*** Quoted passage ***
Performance BudgetA budget that focuses on outputs or outcomes of services

Written By:
Patrick Louie
Reviewed By:
FundsNet Staff

A budget is a very helpful document that guides the future performance of a business.

Most budgets will contain targets for revenue and expenses.

And to make them more understandable, they are presented in dollar amounts.

For example, a budget may contain a $350,000 figure for its projected revenue and $178,000 for its expected total expenses.

This gives the business a quantitative measurement of its performance.

It will know that it’s relatively performing well if it can hit the targets in its budget.

The thing is, a traditional budget is only fully effective for businesses that focus on profit generation.

For organizations such as nonprofits and government agencies that focus on goal attainment, a traditional budget may not be that useful.

Sure, they can use a traditional budget to put an expected limit on their spending.

However, that doesn’t answer the need for a way to measure the success of goal attainment.

Fortunately, there exists a budget that caters to such a need: the performance budget.

In this article, we will discuss what a performance budget is.

What can a performance budget do for an organization?

What are the advantages and disadvantages of implementing a performance budget?

How does it work?

We will try to answer these questions as we go along with the article.

What is a Performance Budget?

performance budget

A performance budget is a type of budget that focuses on the output and outcomes of services.

It provides information regarding the input of resources and the output of services for each unit or function of an organization.

The goal of a performance budget is to provide a way to measure the success of goal attainment for the output and outcomes of its services.

It does this by first identifying the desired output or outcomes of services.

It helps in putting quantitative measures on qualitative or subjective factors which makes them easier to account for.
***
- Task a: Present the stretch of entries from the line containing "- **Query:** desert camouflage pattern" through the end of the entries as a Markdown table with the columns Row and Line, numbering each line and omitting blank ones.
*** Dataset rows ***
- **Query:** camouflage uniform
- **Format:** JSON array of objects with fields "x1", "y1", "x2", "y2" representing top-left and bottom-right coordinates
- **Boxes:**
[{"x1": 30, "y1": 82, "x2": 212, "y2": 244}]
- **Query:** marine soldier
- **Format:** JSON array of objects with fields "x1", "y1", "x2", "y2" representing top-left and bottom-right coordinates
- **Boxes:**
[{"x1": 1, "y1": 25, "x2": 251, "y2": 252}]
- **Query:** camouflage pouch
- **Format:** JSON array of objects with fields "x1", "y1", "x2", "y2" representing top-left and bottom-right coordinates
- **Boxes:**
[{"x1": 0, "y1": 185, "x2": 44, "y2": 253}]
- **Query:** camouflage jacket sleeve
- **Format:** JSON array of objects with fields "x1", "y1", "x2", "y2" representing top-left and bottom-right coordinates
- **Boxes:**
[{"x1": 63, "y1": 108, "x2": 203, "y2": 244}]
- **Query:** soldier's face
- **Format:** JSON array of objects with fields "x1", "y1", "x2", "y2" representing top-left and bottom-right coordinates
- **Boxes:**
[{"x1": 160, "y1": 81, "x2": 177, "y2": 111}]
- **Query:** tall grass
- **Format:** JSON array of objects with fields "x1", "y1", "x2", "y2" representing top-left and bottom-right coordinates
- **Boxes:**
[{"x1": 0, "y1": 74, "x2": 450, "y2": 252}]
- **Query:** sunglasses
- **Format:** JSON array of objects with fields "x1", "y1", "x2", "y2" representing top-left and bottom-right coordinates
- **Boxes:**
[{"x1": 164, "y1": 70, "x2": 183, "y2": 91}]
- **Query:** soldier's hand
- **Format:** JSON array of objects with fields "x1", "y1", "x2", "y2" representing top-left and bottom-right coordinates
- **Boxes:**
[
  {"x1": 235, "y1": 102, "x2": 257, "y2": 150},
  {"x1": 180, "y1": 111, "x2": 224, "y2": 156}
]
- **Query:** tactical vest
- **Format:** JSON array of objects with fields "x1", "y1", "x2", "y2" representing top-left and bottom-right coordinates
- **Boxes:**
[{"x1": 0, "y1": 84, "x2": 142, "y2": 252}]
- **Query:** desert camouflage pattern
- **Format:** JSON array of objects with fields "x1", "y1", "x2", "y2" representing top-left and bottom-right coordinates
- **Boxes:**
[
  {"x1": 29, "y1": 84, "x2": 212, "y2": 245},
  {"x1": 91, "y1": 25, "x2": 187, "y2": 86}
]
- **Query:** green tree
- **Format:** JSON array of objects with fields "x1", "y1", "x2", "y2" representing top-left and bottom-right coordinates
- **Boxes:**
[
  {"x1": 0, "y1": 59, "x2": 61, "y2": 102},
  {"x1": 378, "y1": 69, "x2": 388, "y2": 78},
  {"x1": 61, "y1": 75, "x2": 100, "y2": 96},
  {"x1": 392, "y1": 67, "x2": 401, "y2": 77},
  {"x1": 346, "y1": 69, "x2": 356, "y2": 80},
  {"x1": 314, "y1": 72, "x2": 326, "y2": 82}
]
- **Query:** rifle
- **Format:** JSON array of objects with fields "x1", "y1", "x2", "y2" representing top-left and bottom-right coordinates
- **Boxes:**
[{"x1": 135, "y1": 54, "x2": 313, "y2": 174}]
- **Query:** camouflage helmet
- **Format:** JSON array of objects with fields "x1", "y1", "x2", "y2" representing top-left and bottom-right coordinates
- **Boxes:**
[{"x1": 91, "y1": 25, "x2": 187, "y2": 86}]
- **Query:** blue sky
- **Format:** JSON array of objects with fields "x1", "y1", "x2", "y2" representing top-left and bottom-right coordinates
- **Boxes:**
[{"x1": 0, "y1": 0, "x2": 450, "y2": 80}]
***
- Task b: Write the next part of the performance budget article, picking up after its final sentence.

- Expected output a:
| Row | Line |
|---|---|
| 1 | - **Query:** desert camouflage pattern |
| 2 | - **Format:** JSON array of objects with fields "x1", "y1", "x2", "y2" representing top-left and bottom-right coordinates |
| 3 | - **Boxes:** |
| 4 | [ |
| 5 |   {"x1": 29, "y1": 84, "x2": 212, "y2": 245}, |
| 6 |   {"x1": 91, "y1": 25, "x2": 187, "y2": 86} |
| 7 | ] |
| 8 | - **Query:** green tree |
| 9 | - **Format:** JSON array of objects with fields "x1", "y1", "x2", "y2" representing top-left and bottom-right coordinates |
| 10 | - **Boxes:** |
| 11 | [ |
| 12 |   {"x1": 0, "y1": 59, "x2": 61, "y2": 102}, |
| 13 |   {"x1": 378, "y1": 69, "x2": 388, "y2": 78}, |
| 14 |   {"x1": 61, "y1": 75, "x2": 100, "y2": 96}, |
| 15 |   {"x1": 392, "y1": 67, "x2": 401, "y2": 77}, |
| 16 |   {"x1": 346, "y1": 69, "x2": 356, "y2": 80}, |
| 17 |   {"x1": 314, "y1": 72, "x2": 326, "y2": 82} |
| 18 | ] |
| 19 | - **Query:** rifle |
| 20 | - **Format:** JSON array of objects with fields "x1", "y1", "x2", "y2" representing top-left and bottom-right coordinates |
| 21 | - **Boxes:** |
| 22 | [{"x1": 135, "y1": 54, "x2": 313, "y2": 174}] |
| 23 | - **Query:** camouflage helmet |
| 24 | - **Format:** JSON array of objects with fields "x1", "y1", "x2", "y2" representing top-left and bottom-right coordinates |
| 25 | - **Boxes:** |
| 26 | [{"x1": 91, "y1": 25, "x2": 187, "y2": 86}] |
| 27 | - **Query:** blue sky |
| 28 | - **Format:** JSON array of objects with fields "x1", "y1", "x2", "y2" representing top-left and bottom-right coordinates |
| 29 | - **Boxes:** |
| 30 | [{"x1": 0, "y1": 0, "x2": 450, "y2": 80}] |

- Expected output b:
Government bodies and agencies use a performance budget to reflect the link between taxpayer funds and the output or outcome of the services they provide.

Likewise, nonprofit organizations use a performance budget.

They do so to reflect the link between the donated funds and the output or outcome of their services.

If done properly, a performance budget can provide an organization with a way to quantitatively measure the success of its goal attainment.

It can help the organization in evaluating whether or not a specific output or outcome is achieved by the end of the period.

This potentially increases the efficiency of the organization in performing its services.

By assigning a quantifiable goal for each of its units, there can be a proper guideline to which the assigned personnel can measure his/her performance.

It also provides a justification for the utilization of funds.

All in all, a performance budget is not just about the performance of the organization.

It provides a way to evaluate performance.

It promotes accountability for the units and people in charge of attaining the desired output and outcomes of services.

A performance budget can inspire people to work more efficiently as there is now a quantifiable way to measure their performance.

How Does a Performance Budget Work?

Unlike a traditional budget that focuses on target profit, a performance budget focuses on the outputs or outcomes of services.

As such, the allocation of the organization’s funds and resources will greatly depend on the specified goals agreed upon by the members of the budget committee and the unit or agency heads.

After all, the funds and resources of an organization are limited.

A performance budget helps the organization properly allocate its limited resources.

It also provides a justification as to why the allocation is done as such.

As an example, let’s consider a school setting.

To measure the skills and effectiveness of its teachers, the school may base the teachers’ performance on the aggregate test scores among their students.

Teachers who attained the specified goal of aggregate test scores may earn bonuses and promotions.

This does two things: (1) provide a quantifiable way to measure the effectiveness of teachers, and (2) incentivize the attainment of specified goals.

In theory, a performance budget is designed to incentivize people to do well in their jobs.

By being accountable for the goal attainment of the organization, there is more reason for assigned people to produce positive results.

Here are other examples of output or outcomes that a performance budget could address:

  • Reduction of a non-violent crime in a city
  • Increase the reach of feeding programs
  • Improvement of average test scores for a particular school district
  • Reduction in vehicular accidents
  • Increase responsiveness to distress calls
  • Improvement of water quality of a city’s water supply

As one would notice, most of the outcomes above are qualitative.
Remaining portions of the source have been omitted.